▶ [Entries shown]
***

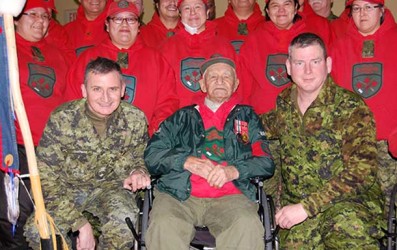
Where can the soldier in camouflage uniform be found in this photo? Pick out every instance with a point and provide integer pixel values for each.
(88, 147)
(330, 195)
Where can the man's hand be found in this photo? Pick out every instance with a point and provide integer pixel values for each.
(290, 216)
(197, 166)
(85, 240)
(137, 180)
(220, 175)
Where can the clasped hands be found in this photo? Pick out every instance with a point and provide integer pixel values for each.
(216, 175)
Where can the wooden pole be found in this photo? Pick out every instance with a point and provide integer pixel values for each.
(40, 214)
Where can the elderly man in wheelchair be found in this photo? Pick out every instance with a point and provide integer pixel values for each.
(205, 155)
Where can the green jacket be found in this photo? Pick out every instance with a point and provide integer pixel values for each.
(182, 135)
(328, 154)
(76, 163)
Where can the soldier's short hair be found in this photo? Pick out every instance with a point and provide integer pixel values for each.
(101, 65)
(307, 39)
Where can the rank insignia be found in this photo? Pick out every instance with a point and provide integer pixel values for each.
(241, 131)
(122, 59)
(368, 49)
(242, 29)
(37, 55)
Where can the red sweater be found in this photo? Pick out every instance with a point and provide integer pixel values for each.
(42, 76)
(155, 33)
(84, 33)
(228, 26)
(214, 123)
(150, 79)
(263, 57)
(372, 77)
(186, 53)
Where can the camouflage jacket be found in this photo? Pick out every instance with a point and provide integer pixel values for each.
(329, 154)
(74, 161)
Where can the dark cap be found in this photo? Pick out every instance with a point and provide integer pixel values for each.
(216, 58)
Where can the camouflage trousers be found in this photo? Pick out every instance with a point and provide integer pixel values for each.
(273, 185)
(106, 211)
(387, 173)
(344, 226)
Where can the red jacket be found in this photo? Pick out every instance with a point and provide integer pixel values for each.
(230, 27)
(373, 77)
(155, 33)
(339, 26)
(42, 76)
(83, 33)
(263, 58)
(57, 37)
(150, 79)
(186, 53)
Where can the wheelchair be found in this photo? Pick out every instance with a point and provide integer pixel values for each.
(203, 239)
(391, 233)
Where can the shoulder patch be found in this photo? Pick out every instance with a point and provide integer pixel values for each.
(367, 79)
(130, 88)
(276, 71)
(41, 79)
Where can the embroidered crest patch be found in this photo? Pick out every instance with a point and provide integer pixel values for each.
(41, 79)
(130, 88)
(190, 73)
(237, 45)
(276, 71)
(367, 79)
(82, 49)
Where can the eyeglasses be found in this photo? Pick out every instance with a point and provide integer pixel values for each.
(120, 20)
(35, 15)
(188, 8)
(366, 8)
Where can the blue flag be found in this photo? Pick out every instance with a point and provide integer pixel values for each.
(8, 147)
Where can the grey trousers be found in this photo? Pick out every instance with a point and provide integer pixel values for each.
(232, 220)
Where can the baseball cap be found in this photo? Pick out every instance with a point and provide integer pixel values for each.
(350, 2)
(216, 58)
(30, 4)
(180, 2)
(122, 6)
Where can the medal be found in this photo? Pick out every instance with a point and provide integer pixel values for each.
(122, 59)
(37, 55)
(241, 131)
(170, 33)
(242, 29)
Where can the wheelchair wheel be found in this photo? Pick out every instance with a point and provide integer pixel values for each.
(392, 223)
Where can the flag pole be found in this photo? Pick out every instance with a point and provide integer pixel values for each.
(40, 212)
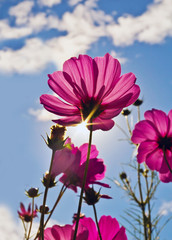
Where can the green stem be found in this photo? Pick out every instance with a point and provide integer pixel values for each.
(95, 214)
(149, 209)
(45, 198)
(166, 160)
(83, 183)
(142, 205)
(30, 227)
(55, 205)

***

A verbatim transcription of the listing is expected, with no pictures included.

Where can the soldier in camouflage uniform be found in this photo? Pick out every instance with a point and provide integer pixel values for each.
(88, 147)
(330, 195)
Where can the man's hand be found in this photo? Pick out every instance with a point and provide integer pixel values for each.
(290, 216)
(197, 166)
(85, 240)
(137, 180)
(220, 175)
Where can the clasped hands be found in this photo? Pick out every instance with a point and provide integer pixel values for each.
(216, 175)
Where can the wooden pole be found in this photo? Pick out every instance with a point and provide integer pixel values for each.
(40, 214)
Where can the elderly man in wheelchair be found in this photo? Pick out every instance with a point and provide integer pixel values for each.
(205, 155)
Where can the green jacket be found in this photo? Pick out every instance with a point and provide integer pixel values for each.
(182, 135)
(328, 154)
(76, 163)
Where can the soldier's short hair be found in this photo? Pick out every instance with a point and provide integer pixel values for each.
(101, 65)
(307, 39)
Where can the rank insignia be found in this photo? Pick out every instance with a point and provide integer pixel values for each.
(241, 131)
(122, 59)
(368, 49)
(242, 29)
(37, 55)
Where can the red sweater be found in this photo? Pick out every instance with a point and provide integer pixel values for each.
(42, 76)
(155, 33)
(84, 33)
(228, 26)
(214, 123)
(150, 79)
(263, 57)
(372, 77)
(186, 53)
Where can the camouflage jacket be found in this photo? Pick out every instance with a point and provide integer pixel values for each.
(329, 154)
(74, 161)
Where can the dark cap be found in this photo? Pick out every instance with a point and provide integer pixel values for each.
(216, 58)
Where can the camouflage trousers be found in this photo? Pick out every instance with a point and provide integer pixel values for each.
(273, 185)
(106, 211)
(387, 173)
(344, 226)
Where can the red jacket be found in this photo? Pick out every instance with a point and provide integer pixel values for each.
(230, 27)
(373, 77)
(155, 33)
(339, 26)
(42, 76)
(83, 33)
(263, 58)
(57, 37)
(150, 79)
(186, 53)
Where can the wheelchair be found in this photo? Pick out every instance with a point and provide integer pixel values for each.
(203, 239)
(391, 233)
Where can the shoulder patch be found in this photo? Pick out every instance with a point and provide integer pixel values for each.
(367, 79)
(130, 88)
(276, 71)
(41, 79)
Where can the embroidered crest patch be found in this photo? Pick out every instance with a point and provide integer pixel values for each.
(41, 79)
(130, 88)
(190, 73)
(237, 45)
(276, 71)
(367, 79)
(82, 49)
Where can the eyeglasses be found in this photo? Pick out every instance with a point and provide integer pixel values for each.
(120, 20)
(35, 15)
(188, 8)
(366, 8)
Where can the blue flag be found in this photo? Pick out every instance with a point and provide integer pixel values for each.
(8, 147)
Where can the grey trousers be found in this photo? Pick out every instance with a point and provide integer pixel values for each.
(232, 220)
Where can the baseball cap be found in this photo? Pick out every instance with a point and provide integer pixel values for each.
(350, 2)
(216, 58)
(30, 4)
(180, 2)
(122, 6)
Where can the medal be found in this photo? Pick out every instance with a point and provide integer pixel values for each.
(122, 59)
(37, 55)
(241, 131)
(170, 33)
(242, 29)
Where can the wheelchair wheel be found in this photo? Pick out every instance with a point and provide integer pixel values for each.
(392, 223)
Where can the flag pole be found in this photo? Pick out every instance with a point and provide integer pixel values for each.
(40, 212)
Where can the green stem be found in this photo? Pick out every instance with a point and provide integer pixel values for each.
(95, 214)
(149, 209)
(45, 198)
(166, 160)
(83, 183)
(142, 205)
(30, 227)
(55, 205)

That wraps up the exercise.